* DATA EXCERPTS
*****

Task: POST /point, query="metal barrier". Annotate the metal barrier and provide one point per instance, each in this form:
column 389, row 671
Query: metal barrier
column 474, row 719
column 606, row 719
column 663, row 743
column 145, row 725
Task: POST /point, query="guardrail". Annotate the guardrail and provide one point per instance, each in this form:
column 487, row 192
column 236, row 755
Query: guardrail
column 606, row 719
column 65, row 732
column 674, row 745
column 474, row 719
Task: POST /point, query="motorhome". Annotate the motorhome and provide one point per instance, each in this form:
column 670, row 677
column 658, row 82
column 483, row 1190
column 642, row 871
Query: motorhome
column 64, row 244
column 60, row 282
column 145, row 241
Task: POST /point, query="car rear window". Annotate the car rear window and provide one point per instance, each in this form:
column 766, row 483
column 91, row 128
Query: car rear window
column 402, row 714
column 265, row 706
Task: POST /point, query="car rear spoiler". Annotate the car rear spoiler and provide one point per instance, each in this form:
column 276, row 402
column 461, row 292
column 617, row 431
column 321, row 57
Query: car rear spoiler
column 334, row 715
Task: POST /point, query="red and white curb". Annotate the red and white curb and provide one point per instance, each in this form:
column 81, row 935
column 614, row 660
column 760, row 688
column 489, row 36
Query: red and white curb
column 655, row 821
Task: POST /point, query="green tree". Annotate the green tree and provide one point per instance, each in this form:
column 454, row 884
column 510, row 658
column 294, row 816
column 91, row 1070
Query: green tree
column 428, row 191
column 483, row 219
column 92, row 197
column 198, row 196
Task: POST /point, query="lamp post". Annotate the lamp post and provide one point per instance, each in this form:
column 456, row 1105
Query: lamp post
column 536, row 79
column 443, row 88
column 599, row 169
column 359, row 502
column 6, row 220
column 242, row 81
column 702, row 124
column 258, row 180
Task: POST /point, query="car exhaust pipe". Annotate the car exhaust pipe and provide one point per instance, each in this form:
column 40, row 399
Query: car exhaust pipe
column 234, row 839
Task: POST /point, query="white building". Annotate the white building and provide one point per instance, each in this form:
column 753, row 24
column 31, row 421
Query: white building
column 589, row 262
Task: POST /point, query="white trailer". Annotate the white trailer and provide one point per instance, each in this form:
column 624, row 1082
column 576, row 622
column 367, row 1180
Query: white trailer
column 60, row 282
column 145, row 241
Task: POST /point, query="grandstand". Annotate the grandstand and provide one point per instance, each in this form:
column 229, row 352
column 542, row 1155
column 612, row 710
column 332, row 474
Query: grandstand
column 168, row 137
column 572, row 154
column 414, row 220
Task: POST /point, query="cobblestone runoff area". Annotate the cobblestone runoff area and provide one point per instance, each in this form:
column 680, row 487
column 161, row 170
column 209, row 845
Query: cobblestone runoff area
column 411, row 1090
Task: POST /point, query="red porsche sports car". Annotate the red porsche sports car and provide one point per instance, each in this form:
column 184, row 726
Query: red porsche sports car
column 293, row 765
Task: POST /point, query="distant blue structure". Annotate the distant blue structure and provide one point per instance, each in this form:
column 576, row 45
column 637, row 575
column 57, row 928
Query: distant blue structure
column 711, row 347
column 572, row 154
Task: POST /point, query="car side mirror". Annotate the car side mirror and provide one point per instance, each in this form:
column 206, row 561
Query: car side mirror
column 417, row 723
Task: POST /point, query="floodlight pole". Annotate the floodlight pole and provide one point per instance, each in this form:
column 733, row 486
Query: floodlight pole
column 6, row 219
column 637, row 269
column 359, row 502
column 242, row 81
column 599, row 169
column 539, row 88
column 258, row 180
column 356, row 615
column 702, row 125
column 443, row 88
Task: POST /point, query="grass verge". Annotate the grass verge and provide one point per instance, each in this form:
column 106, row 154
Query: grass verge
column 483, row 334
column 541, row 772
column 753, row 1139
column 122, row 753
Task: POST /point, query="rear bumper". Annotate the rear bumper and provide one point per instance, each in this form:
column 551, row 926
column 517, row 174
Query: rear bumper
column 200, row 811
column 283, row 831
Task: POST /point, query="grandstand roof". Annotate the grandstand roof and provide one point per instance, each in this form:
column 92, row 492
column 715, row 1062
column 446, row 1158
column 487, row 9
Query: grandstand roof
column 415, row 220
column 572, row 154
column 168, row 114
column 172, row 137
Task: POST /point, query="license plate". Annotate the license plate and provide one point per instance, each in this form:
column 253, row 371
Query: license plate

*****

* REQUIRED ACTION
Among the records, find all lines that include the string "license" and return them.

* TASK OUTPUT
Task: POST /point, query="license plate". Annotate the license plate and provide one point per instance, each in this form:
Query: license plate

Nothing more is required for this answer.